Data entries
[Start of Attachment]
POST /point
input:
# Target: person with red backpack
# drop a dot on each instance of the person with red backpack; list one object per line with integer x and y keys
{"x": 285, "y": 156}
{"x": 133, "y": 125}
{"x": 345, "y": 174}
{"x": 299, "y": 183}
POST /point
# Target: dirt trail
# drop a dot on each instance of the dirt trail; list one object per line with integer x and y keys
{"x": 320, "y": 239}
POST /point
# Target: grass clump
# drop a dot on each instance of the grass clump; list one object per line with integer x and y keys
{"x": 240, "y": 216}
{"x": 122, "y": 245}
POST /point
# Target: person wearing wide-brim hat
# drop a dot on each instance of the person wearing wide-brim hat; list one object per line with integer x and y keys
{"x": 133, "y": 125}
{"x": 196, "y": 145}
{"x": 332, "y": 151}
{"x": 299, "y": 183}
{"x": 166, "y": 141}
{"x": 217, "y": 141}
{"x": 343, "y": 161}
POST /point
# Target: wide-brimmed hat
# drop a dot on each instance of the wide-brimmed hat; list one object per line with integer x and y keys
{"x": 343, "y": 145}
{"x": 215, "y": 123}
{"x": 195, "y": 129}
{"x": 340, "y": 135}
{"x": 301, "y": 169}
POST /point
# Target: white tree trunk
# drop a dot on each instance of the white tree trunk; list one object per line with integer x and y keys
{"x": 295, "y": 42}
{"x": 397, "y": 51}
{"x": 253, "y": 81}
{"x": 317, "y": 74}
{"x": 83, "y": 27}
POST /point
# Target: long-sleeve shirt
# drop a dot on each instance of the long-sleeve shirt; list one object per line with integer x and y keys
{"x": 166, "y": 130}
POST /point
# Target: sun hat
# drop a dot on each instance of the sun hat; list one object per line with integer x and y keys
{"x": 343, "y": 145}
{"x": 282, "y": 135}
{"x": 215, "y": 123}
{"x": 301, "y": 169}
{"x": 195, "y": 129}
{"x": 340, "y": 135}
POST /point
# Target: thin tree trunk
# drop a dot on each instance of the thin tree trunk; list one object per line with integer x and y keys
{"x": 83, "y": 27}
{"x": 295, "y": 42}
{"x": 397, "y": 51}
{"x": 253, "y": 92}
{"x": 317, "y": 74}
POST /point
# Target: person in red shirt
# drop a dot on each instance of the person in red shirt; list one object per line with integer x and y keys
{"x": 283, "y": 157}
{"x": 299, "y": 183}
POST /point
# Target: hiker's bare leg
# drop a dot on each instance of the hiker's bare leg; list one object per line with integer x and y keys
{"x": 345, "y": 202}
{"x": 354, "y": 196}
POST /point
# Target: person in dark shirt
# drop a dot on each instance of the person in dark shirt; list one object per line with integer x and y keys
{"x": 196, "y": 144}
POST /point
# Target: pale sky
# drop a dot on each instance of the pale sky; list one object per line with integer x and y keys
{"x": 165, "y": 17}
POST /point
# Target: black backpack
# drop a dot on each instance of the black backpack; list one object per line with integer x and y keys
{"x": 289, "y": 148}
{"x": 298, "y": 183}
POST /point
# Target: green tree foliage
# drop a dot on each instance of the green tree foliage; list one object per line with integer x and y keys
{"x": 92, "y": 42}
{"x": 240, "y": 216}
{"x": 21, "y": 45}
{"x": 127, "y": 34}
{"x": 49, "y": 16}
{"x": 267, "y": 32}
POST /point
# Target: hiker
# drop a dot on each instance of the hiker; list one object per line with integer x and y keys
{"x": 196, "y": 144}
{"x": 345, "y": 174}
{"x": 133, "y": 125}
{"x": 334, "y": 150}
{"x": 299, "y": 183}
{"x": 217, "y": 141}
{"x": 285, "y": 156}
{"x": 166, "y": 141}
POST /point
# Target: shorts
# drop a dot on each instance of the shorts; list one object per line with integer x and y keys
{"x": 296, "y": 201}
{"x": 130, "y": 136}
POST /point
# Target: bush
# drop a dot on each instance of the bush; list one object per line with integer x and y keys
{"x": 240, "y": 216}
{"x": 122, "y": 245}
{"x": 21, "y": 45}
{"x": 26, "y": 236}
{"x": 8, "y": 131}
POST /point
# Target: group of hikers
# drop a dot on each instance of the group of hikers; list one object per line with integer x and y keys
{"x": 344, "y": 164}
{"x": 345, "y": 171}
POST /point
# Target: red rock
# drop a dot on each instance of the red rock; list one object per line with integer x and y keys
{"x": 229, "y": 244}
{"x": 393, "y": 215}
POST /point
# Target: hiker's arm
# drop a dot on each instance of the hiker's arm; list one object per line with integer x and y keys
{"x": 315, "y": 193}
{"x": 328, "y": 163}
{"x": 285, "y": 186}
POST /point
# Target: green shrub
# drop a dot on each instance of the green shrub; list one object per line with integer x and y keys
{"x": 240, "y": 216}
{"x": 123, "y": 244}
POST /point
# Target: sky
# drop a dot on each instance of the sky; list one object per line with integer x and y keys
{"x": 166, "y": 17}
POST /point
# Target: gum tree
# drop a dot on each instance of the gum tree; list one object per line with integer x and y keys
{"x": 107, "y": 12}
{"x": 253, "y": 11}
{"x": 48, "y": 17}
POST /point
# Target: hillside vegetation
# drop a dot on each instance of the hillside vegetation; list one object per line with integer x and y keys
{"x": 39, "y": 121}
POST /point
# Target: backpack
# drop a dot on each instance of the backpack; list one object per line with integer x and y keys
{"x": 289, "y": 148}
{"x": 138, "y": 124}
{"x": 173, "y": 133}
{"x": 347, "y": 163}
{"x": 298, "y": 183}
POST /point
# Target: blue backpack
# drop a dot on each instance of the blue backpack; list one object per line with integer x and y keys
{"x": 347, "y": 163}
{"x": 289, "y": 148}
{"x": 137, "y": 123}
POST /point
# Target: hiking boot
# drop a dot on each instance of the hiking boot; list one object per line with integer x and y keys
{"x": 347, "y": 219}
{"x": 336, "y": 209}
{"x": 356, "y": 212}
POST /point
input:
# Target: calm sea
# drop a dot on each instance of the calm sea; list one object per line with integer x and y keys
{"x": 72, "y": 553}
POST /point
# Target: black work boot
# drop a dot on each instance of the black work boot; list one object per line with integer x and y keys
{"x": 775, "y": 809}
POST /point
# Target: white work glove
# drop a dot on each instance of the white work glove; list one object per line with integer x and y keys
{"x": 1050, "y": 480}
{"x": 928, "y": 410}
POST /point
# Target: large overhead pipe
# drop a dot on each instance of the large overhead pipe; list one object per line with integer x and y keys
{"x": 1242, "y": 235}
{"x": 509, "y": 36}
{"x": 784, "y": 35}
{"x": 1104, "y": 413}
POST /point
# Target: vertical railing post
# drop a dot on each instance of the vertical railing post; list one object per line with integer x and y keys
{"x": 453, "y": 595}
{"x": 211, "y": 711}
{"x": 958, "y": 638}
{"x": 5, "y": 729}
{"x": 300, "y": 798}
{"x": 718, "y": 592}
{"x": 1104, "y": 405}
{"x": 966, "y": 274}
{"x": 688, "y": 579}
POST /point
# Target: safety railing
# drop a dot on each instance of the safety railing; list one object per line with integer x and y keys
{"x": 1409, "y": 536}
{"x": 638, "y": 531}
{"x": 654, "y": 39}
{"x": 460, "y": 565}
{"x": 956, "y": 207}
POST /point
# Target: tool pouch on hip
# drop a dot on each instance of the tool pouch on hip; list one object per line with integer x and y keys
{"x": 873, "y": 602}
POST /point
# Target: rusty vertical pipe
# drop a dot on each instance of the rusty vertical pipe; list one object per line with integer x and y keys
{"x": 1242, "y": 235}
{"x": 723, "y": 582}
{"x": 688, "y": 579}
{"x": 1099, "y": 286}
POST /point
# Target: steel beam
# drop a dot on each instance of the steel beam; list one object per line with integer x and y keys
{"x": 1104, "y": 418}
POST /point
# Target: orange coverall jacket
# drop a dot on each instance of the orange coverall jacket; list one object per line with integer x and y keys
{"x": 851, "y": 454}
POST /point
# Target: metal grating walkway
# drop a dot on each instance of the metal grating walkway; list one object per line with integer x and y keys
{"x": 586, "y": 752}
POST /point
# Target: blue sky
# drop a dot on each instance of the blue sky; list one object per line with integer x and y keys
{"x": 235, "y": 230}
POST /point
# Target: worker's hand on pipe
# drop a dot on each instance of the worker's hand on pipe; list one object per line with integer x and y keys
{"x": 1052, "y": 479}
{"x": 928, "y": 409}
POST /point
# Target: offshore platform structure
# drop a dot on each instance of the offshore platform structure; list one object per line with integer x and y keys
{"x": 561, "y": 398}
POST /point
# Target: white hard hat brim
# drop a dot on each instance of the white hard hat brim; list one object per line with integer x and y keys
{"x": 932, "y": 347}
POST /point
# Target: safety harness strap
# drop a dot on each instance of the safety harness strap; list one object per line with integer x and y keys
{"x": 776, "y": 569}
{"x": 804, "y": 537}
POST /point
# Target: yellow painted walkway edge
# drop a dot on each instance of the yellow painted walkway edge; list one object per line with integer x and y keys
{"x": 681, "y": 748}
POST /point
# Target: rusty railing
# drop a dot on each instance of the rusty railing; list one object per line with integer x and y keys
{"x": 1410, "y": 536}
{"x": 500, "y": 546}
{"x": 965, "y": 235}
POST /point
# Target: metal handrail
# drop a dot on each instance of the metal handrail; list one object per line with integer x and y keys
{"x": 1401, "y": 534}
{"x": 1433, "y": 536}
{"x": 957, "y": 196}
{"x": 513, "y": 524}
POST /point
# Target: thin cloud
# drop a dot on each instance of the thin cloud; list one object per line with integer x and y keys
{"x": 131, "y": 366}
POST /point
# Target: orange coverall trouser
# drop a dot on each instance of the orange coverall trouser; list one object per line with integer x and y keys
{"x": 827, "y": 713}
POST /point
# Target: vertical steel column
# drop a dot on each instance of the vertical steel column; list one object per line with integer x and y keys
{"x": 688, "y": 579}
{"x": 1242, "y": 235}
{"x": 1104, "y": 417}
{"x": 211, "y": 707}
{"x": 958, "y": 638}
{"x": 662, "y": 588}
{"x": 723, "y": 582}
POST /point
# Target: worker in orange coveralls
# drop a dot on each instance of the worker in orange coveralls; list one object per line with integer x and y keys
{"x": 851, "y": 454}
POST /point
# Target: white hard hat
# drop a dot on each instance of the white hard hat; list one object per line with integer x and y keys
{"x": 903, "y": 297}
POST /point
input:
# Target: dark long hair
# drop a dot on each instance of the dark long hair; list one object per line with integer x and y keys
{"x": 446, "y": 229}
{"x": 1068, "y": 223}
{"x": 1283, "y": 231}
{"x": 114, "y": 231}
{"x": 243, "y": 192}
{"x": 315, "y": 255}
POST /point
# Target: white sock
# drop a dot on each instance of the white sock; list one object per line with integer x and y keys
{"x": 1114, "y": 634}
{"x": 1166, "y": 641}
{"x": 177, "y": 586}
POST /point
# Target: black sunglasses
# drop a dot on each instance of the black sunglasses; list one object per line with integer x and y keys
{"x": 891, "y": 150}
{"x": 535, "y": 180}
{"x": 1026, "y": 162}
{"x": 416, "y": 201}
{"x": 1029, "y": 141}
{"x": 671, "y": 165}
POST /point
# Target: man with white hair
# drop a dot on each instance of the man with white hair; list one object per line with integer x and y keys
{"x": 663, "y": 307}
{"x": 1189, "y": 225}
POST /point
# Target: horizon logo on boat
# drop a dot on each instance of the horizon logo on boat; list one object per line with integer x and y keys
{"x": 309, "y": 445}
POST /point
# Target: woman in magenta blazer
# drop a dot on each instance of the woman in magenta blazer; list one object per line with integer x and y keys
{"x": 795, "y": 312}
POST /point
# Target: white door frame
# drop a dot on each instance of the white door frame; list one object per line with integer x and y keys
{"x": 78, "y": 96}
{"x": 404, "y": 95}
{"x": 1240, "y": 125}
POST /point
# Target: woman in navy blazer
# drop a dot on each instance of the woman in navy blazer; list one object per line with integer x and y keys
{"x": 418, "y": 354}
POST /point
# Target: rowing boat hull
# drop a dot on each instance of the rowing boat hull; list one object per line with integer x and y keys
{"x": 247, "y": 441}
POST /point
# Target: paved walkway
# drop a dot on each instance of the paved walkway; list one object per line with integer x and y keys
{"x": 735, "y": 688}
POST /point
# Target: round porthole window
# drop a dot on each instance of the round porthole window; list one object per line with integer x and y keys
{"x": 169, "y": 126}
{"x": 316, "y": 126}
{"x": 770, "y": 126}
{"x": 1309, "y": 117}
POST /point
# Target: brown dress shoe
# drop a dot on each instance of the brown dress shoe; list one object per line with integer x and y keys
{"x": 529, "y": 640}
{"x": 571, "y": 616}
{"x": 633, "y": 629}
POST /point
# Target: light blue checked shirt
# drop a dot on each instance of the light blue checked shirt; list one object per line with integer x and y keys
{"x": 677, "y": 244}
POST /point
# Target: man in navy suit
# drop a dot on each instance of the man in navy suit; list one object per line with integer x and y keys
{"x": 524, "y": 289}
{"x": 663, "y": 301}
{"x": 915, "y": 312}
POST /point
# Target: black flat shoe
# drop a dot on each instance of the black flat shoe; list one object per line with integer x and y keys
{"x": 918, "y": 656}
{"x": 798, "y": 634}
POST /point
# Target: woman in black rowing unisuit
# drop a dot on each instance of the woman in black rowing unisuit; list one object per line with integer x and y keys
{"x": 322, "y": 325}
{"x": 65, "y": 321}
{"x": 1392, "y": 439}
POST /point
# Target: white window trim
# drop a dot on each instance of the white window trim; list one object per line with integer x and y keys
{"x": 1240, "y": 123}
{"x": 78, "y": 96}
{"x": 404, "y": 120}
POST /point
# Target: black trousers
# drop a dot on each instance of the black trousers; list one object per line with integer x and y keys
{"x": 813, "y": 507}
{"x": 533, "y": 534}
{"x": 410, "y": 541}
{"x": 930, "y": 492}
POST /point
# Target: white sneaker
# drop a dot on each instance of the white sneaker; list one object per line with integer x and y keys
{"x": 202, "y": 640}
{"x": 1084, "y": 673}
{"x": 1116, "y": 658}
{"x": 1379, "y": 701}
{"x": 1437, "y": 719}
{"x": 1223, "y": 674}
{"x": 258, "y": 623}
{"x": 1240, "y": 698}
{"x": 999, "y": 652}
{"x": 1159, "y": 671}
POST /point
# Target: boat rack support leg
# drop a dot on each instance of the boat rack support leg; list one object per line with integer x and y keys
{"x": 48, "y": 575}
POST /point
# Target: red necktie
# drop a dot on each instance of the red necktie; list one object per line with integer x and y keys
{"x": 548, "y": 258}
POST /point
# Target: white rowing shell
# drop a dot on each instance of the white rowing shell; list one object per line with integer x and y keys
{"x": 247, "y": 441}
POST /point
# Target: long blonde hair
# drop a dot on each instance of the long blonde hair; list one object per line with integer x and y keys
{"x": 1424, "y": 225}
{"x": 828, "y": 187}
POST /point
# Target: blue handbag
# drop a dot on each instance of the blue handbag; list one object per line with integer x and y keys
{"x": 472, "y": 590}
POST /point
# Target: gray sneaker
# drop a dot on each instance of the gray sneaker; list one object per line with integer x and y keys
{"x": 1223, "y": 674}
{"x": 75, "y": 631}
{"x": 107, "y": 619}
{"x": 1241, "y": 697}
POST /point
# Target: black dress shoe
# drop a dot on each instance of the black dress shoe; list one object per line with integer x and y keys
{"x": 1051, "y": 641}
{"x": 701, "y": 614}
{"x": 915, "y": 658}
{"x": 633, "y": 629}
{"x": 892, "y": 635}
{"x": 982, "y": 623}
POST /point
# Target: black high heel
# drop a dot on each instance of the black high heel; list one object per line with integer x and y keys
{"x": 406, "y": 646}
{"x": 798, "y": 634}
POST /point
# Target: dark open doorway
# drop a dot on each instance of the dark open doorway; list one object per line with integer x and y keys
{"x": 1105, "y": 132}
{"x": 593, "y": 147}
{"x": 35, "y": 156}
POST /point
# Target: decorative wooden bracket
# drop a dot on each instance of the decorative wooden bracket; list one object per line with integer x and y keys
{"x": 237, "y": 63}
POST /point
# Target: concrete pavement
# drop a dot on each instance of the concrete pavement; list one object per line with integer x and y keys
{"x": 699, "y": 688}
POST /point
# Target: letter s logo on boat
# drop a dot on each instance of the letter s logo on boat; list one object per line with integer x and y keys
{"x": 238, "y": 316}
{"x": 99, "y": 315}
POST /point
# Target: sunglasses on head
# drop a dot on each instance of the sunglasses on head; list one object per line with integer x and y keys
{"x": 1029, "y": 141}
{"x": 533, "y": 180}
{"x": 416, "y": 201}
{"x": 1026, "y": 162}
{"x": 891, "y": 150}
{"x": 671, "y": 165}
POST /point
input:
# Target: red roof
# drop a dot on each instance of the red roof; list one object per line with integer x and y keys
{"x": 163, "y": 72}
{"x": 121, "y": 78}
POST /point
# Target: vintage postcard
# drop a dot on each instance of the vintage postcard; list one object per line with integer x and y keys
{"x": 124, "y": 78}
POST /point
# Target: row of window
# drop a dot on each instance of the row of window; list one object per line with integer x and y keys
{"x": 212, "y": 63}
[End of Attachment]
Please reply with an exact copy of the lines above, starting at the first and ending at the line that holds "# Target: hiker's bare leg".

◆ **ANSWER FOR THIS EXERCISE**:
POST /point
input:
# Target: person with red backpack
# drop a dot on each instance of the person with red backpack; list one object per line with integer x and y keys
{"x": 285, "y": 156}
{"x": 133, "y": 125}
{"x": 345, "y": 174}
{"x": 299, "y": 183}
POST /point
# Target: dirt trail
# drop a dot on each instance of the dirt trail; list one object per line with integer x and y keys
{"x": 320, "y": 239}
POST /point
# Target: grass clump
# drop a dot on each instance of the grass clump; list one object per line with integer x and y keys
{"x": 240, "y": 216}
{"x": 122, "y": 245}
POST /point
# Target: person wearing wide-brim hat
# drop a dot on each instance of the person wearing wide-brim hat; list one object per line with integer x and y keys
{"x": 133, "y": 125}
{"x": 196, "y": 145}
{"x": 332, "y": 151}
{"x": 299, "y": 183}
{"x": 166, "y": 141}
{"x": 217, "y": 141}
{"x": 343, "y": 161}
POST /point
# Target: wide-brimmed hat
# drop a dot on each instance of the wide-brimmed hat; list one object per line with integer x and y keys
{"x": 343, "y": 145}
{"x": 215, "y": 123}
{"x": 195, "y": 129}
{"x": 340, "y": 135}
{"x": 301, "y": 169}
POST /point
# Target: white tree trunk
# drop a dot on each instance of the white tree trunk; list one object per line with integer x and y keys
{"x": 295, "y": 42}
{"x": 397, "y": 51}
{"x": 253, "y": 81}
{"x": 317, "y": 74}
{"x": 83, "y": 27}
POST /point
# Target: long-sleeve shirt
# drop a dot on each instance of the long-sleeve shirt; list one object per line with integer x and y keys
{"x": 166, "y": 130}
POST /point
# Target: sun hat
# drop a dot on each instance of the sun hat; list one object per line with integer x and y keys
{"x": 343, "y": 145}
{"x": 282, "y": 135}
{"x": 215, "y": 123}
{"x": 301, "y": 169}
{"x": 195, "y": 129}
{"x": 340, "y": 135}
POST /point
# Target: thin tree trunk
# drop a dot on each instance of the thin tree trunk; list one object per line with integer x and y keys
{"x": 83, "y": 27}
{"x": 295, "y": 42}
{"x": 397, "y": 51}
{"x": 253, "y": 92}
{"x": 317, "y": 74}
POST /point
# Target: person in red shirt
# drop a dot on each instance of the person in red shirt; list one object per line with integer x and y keys
{"x": 283, "y": 157}
{"x": 299, "y": 183}
POST /point
# Target: hiker's bare leg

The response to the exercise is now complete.